- Instruções -
(a) No texto sobre São Boaventura, em que ano ele obteve o título de "magister"?
(b) Prossiga com o texto sobre a vida de São Boaventura, começando logo após a última frase apresentada.

- Texto para leitura -
• • • • • • •

Existem poucos dados acerca da infância e juventude deste santo franciscano. Sabe-se, no entanto, que durante a infância ele foi acometido de uma grave enfermidade e curado após as orações de sua mãe pedindo a intercessão de São Francisco, como o próprio santo hagiógrafo, mais tarde, escreverá no prólogo da "Legenda Maior de São Francisco". João de Fidanza aprendeu as primeiras letras com os frades franciscanos de sua cidade e desde cedo demonstrava uma grande aptidão para os estudos.

Ainda jovem (1235) João foi enviado à Paris para, na universidade desta cidade, aprender artes (o que equivaleria à filosofia nos dias de hoje). Este lugar marcou a vida deste santo. Dessa universidade ele só saiu após a sua eleição para ministro geral da ordem dos menores, mesmo assim ele não abandonou a cidade de Paris que passou a ser a sede de seu generalato. Na Soborna, de 1235 até 1242 estudou artes. Em 1238 o jovem estudante aproximou-se mais da Ordem dos Frades Menores e em 1243 recebeu o hábito franciscano professando seus votos com o nome de frei Boaventura. Entre os anos de 1243 e 1248, Boaventura estudou teologia, juntamente com o dominicano Tomás de Aquino, tendo como mestre o então frei Alexandre de Hales, que recebera o hábito minórico em 1235 (já com cinqüenta anos). Este mestre de teologia foi tão importante na vida de São Boaventura que mais tarde será chamado de pai e mestre pelo Doutor Seráfico. Em 1248 frei Boaventura recebeu a licenciatura de bacharel em estudos bíblicos (primeiro grau da vida docente de então). Neste período teve início a intensa atividade acadêmica do mestre defensor da pobreza. No ano de 1250, o santo doutor recebeu o título de bacharel sentenciário, ou seja, recebeu o direito de comentar as sentenças de Pedro Lombardo. É durante este tempo (1250 -1254) que ele escreveu seu livro: "Comentários às Sentenças", sua mais extensa obra, onde explica o sentido das sentenças teológicas e filosóficas de Pedro Lombardo. No ano de 1254, frei Boaventura obteve o título de “magister” (mestre), o equivalente, nos nossos dias, ao grau de professor titular. Nesta fase da vida o doutor seráfico passou a ocupar a cátedra da Soborna reservada aos franciscanos desde Alexandre de Hales.

• • • • • • •

- Registros -
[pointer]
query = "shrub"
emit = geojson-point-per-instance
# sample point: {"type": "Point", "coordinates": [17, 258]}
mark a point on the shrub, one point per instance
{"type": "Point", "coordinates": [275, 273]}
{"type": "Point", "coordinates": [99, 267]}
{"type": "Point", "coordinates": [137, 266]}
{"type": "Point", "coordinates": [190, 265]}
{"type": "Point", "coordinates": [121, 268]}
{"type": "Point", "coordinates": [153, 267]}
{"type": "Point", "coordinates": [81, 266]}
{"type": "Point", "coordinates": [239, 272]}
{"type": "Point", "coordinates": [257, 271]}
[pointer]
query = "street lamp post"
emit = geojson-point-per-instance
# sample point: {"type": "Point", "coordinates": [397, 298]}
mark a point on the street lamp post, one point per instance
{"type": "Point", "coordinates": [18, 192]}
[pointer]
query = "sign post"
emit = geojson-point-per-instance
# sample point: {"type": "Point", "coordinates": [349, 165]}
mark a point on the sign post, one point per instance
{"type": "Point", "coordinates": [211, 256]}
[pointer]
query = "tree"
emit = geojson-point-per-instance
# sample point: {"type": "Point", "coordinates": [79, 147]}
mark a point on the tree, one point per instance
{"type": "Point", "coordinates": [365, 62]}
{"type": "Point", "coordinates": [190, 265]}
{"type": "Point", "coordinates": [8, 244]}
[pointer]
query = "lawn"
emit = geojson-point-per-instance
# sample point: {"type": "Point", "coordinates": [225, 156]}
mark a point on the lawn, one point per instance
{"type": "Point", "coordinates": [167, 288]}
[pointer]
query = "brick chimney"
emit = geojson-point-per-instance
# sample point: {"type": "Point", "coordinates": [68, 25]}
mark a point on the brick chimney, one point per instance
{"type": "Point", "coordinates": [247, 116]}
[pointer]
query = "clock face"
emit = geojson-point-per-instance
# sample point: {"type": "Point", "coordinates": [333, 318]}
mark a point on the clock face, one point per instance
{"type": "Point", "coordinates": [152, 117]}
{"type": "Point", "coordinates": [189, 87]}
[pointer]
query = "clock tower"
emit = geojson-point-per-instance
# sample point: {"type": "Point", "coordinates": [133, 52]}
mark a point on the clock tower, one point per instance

• • • • • • •

- Respostas -
(a) Em 1254.

(b)
Porém, em 1255 Boaventura foi obrigado a interromper a sua atividade docente devido a uma querela entre os mestres seculares e os mestres regulares da universidade de Paris. Neste período, Guilherme do Santo Amor empreendeu na referida universidade uma campanha para questionar o direito de lecionar e de existir das ordens mendicantes, que já ocupavam três cátedras na Soborna (duas delas pertenciam aos dominicanos e uma aos franciscanos). Neste contexto de disputa frei Tomás de Aquino e frei Boaventura uniram-se para defender a razão de existência e o direito de ensinar dos membros de suas ordens. Em 23 de outubro de 1256 o papa Alexandre IV designa nominalmente a frei Boaventura da Ordem dos Menores e a frei Tomás de Aquino da Ordem dos Pregadores o direito de ocuparem as suas cadeiras na universidade de Paris. Contudo, o santo franciscano só recebeu o grau de doutor e foi acolhido entres os mestres da Soborna em outubro de 1257, juntamente com Santo Tomás. Este título chegou tarde demais para frei Boaventura, pois no dia dois de fevereiro deste mesmo ano ele fora eleito Ministro Geral da Ordem dos Frades Menores (o sétimo sucessor de São Francisco) e, por isso, teve que abandonar a atividade docente - acadêmica - para sempre.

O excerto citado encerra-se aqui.